WHAT THIS TASK INVOLVES — The only thing to report is how many lines of the data contain the word "link".
──────── AVAILABLE RECORDS ────────
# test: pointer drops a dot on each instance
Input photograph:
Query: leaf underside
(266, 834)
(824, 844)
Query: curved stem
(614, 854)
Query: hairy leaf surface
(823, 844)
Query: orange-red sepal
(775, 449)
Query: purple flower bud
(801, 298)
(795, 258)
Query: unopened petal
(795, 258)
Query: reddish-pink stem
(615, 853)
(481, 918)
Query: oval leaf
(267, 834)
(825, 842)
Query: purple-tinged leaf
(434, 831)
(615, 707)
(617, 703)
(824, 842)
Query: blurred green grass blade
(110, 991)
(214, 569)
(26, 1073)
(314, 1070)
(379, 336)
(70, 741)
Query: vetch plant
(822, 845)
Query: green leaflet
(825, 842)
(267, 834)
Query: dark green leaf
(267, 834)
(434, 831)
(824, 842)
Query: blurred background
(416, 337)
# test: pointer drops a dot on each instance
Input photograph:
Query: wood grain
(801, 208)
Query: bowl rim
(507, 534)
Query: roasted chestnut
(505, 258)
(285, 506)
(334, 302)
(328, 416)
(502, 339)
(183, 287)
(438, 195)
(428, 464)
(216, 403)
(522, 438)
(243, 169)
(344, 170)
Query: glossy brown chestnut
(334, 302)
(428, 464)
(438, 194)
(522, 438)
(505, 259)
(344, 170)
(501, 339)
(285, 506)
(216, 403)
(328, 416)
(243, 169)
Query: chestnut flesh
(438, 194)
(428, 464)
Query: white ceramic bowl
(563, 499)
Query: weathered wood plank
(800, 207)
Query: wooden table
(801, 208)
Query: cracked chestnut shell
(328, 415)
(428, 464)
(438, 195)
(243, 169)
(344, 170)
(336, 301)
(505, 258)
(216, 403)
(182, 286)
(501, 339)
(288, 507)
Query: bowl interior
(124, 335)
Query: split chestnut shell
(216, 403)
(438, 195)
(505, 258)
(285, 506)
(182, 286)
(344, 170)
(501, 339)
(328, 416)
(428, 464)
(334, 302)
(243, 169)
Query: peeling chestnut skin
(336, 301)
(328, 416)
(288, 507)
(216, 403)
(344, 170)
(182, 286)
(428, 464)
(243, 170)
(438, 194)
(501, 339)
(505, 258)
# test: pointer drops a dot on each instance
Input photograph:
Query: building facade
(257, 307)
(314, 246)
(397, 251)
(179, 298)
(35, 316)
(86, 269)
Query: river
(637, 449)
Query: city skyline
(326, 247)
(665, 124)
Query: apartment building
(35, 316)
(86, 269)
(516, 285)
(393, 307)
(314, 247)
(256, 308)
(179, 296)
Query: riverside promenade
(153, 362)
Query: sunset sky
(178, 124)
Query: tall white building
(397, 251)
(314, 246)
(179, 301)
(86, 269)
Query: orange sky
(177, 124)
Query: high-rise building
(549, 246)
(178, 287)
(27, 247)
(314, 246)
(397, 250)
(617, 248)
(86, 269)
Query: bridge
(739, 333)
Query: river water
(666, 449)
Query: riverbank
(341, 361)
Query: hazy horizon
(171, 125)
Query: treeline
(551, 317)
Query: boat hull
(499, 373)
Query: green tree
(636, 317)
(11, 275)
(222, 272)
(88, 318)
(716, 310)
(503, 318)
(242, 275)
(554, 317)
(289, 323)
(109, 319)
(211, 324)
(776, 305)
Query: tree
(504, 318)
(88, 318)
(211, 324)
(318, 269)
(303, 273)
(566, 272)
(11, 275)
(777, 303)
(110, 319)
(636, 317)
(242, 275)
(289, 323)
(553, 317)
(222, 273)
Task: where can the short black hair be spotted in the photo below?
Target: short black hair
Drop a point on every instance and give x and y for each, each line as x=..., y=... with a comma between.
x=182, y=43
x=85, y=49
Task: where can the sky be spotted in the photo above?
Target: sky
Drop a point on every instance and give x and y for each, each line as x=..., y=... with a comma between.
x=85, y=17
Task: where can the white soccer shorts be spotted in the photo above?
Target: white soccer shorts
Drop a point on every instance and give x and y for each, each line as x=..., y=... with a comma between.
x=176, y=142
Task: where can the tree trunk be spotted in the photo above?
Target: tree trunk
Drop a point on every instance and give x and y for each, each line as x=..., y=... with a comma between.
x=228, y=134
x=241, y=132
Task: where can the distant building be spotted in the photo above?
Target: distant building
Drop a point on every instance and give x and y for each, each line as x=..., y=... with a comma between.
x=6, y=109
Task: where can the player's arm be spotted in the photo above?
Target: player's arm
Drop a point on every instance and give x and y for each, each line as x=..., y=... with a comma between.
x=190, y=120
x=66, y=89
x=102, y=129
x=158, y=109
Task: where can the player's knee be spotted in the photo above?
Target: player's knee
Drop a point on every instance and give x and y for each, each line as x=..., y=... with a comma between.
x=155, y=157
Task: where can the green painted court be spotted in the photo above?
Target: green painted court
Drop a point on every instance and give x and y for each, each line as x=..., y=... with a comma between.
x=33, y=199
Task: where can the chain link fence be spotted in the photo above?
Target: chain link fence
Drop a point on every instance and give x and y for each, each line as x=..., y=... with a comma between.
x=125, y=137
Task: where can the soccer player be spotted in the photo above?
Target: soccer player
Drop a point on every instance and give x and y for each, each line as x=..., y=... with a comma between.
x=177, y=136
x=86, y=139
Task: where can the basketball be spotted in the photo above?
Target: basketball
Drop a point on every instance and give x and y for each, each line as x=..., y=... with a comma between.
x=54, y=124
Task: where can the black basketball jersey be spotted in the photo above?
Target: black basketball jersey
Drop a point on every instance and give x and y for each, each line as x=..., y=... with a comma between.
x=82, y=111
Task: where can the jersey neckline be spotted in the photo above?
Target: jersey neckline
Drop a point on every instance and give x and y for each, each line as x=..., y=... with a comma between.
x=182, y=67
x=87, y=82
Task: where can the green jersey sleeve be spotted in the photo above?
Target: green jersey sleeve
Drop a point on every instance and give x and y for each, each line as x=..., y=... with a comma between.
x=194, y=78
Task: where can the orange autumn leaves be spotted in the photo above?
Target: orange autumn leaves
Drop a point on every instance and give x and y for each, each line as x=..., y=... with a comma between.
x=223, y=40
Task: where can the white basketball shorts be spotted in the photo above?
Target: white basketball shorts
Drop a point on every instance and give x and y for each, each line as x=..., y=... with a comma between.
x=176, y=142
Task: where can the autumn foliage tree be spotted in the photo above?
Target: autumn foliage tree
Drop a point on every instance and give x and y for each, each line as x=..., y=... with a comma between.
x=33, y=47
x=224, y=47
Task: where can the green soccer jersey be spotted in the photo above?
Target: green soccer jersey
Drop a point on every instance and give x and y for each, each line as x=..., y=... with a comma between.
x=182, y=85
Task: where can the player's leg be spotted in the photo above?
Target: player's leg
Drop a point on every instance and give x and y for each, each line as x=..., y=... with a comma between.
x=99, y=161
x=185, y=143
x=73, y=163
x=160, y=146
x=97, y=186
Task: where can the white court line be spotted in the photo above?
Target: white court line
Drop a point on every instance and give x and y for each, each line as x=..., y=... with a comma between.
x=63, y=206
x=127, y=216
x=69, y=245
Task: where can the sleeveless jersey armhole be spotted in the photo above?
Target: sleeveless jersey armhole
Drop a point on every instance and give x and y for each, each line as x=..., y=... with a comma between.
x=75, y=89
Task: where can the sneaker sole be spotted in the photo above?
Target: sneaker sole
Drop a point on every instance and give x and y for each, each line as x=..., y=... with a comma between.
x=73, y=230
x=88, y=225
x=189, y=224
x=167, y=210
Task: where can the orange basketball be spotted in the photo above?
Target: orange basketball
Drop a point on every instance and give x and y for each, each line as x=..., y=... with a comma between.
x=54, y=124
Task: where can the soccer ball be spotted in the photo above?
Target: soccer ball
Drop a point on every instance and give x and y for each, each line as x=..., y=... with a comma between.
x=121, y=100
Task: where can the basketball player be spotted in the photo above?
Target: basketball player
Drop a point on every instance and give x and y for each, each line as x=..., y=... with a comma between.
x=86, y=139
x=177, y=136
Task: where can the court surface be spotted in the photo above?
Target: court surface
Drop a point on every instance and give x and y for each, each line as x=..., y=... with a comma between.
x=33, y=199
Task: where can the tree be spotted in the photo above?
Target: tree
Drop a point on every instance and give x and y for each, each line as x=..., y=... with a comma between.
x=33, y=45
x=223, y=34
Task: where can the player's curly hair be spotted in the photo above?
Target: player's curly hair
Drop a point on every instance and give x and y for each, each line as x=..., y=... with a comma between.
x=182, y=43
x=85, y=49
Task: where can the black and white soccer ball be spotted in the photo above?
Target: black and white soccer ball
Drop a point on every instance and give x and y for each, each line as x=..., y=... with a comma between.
────────
OUTPUT BELOW — 2